**Given task:**
Can you reproduce the data beneath, keeping every line exact?

**Source data:**
····················

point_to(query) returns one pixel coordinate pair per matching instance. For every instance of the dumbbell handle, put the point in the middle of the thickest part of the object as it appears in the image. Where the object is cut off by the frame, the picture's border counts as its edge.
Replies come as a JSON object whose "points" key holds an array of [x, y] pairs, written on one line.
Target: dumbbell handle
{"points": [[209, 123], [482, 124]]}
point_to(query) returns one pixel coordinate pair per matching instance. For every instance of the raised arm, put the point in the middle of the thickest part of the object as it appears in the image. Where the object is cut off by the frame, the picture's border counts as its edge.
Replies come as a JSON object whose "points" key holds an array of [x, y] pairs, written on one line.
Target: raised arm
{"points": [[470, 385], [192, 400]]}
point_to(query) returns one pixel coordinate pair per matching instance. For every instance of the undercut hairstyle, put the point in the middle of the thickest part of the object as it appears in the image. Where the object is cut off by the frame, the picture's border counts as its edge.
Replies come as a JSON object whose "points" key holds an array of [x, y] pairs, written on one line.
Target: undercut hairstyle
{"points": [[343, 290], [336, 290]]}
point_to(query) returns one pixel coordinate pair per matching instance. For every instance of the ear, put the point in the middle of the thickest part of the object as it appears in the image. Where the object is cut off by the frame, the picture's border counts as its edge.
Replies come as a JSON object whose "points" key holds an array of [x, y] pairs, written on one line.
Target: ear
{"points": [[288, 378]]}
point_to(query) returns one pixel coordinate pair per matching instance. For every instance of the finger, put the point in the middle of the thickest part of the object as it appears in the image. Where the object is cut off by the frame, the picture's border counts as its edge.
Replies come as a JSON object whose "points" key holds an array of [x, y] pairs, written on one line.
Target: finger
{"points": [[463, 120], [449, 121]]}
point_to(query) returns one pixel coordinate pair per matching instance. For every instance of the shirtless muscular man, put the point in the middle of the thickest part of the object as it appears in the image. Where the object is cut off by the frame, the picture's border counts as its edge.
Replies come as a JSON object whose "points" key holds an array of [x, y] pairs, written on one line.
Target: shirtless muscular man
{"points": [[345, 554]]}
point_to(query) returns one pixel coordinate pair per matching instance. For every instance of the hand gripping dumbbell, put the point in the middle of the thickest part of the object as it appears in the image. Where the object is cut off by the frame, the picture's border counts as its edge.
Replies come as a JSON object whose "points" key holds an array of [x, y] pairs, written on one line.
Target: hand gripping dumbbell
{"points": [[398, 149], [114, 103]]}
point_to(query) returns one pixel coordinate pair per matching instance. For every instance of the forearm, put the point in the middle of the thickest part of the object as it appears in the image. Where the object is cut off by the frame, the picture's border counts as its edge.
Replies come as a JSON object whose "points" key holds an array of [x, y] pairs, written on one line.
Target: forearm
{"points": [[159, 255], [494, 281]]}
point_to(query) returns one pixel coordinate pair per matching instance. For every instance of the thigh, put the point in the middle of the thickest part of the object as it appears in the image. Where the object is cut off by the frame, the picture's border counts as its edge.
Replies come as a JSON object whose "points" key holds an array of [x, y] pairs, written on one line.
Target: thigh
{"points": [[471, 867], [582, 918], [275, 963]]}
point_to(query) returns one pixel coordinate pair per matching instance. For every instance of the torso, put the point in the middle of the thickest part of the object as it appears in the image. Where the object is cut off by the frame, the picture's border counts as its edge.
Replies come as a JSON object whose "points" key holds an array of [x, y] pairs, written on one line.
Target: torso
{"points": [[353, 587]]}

····················

**Solution for this problem:**
point_to(query) returns one pixel coordinate pair per matching instance. For every instance of the dumbbell handle, put the point in the middle of the thickest part of the object as it appears in the image. Where the object is cut off by the frame, the picture's border counts as its edge.
Replies come as a JSON object whose "points" key holds an array of [x, y] pairs, written on one line.
Target: dumbbell handle
{"points": [[209, 123], [482, 124]]}
point_to(query) returns one pixel coordinate pair per matching instance. For every instance of the raised arm, put the point in the middle of the thickest part of the object as it appears in the image. Where the object is cut off by the frame, the picture's border counts as its edge.
Replies come as a JSON object whose "points" key holds an array of [x, y] pairs, written on one line.
Target: raised arm
{"points": [[470, 385], [192, 400]]}
point_to(query) returns one pixel coordinate pair per matching instance. For every instance of the undercut hairstyle, put the point in the middle of the thickest part of the object as it appears in the image. Where the object is cut off by the frame, the picture's border counts as its edge.
Replies come as a JSON object whose "points" key holds an array of [x, y] pairs, written on one line.
Target: undercut hairstyle
{"points": [[343, 290], [336, 290]]}
point_to(query) returns one pixel coordinate pair per matching instance. For every instance of the ear, put the point in the middle of the thickest part of the object as it appears in the image. Where the object is cut off by the frame, the picture's border counts as its edge.
Replies come as a JSON object whose "points" key holds an array of [x, y] pairs, written on one line.
Target: ear
{"points": [[288, 378]]}
point_to(query) returns one pixel coordinate pair per matching instance. For every instance of the finger, put the point in the middle of the thickest part of the object as it appears in the image. Where the object is cut off by the frame, the picture's border counts as its edge.
Replies come as a JSON object whose "points" key holds an array of [x, y] pairs, written on one line.
Target: finger
{"points": [[463, 120], [449, 121]]}
point_to(query) returns one pixel coordinate pair per matching instance. For every instance of the shirtless muscular man, put the point in the middle of the thickest part of the object as it appears in the image. Where the object is cut off by the frame, the picture's border counts as its edge.
Replies come as a JSON object whose "points" key holds an array of [x, y] pairs, written on one line.
Target: shirtless muscular man
{"points": [[345, 554]]}
point_to(query) returns one pixel coordinate pair per matching instance. For every instance of the hand gripping dumbbell, put the point in the middle of the thickest part of the object as it appears in the image. Where the object is cut off by the frame, the picture's border counts as its edge.
Replies come as a JSON object whose "points" key holds an array of [x, y] pairs, written on one line.
Target: hand gripping dumbbell
{"points": [[398, 149], [114, 103]]}
point_to(query) returns one pixel coordinate pair per matching instance. For every instance of the forearm, put the point in the middle of the thickest part of the object as it appears in the image. Where the object is cut off by the frame, the picture's border counts as its edge.
Replies come as a JSON object whose "points" key holds an array of [x, y] pairs, written on one line.
Target: forearm
{"points": [[159, 255], [494, 281]]}
point_to(query) returns one pixel coordinate pair per matching instance. For every instance of the thigh, put the point in the middle of the thickest part of the object as it appears in the image. Where the object is cut off by the frame, the picture's border counts as its edge.
Replies come as a JSON object whose "points" key holds an array of [x, y] pairs, written on one line.
Target: thigh
{"points": [[471, 867], [582, 918], [275, 963]]}
point_to(query) returns one pixel coordinate pair per matching instance. For every instance of the torso, put the point in the middle of the thickest part of the object as it appears in the image. Where the object is cut off by the frame, the picture's border counts as its edge.
Replies come as a JSON object whose "points" key holds an array of [x, y] pairs, written on one line.
Target: torso
{"points": [[353, 587]]}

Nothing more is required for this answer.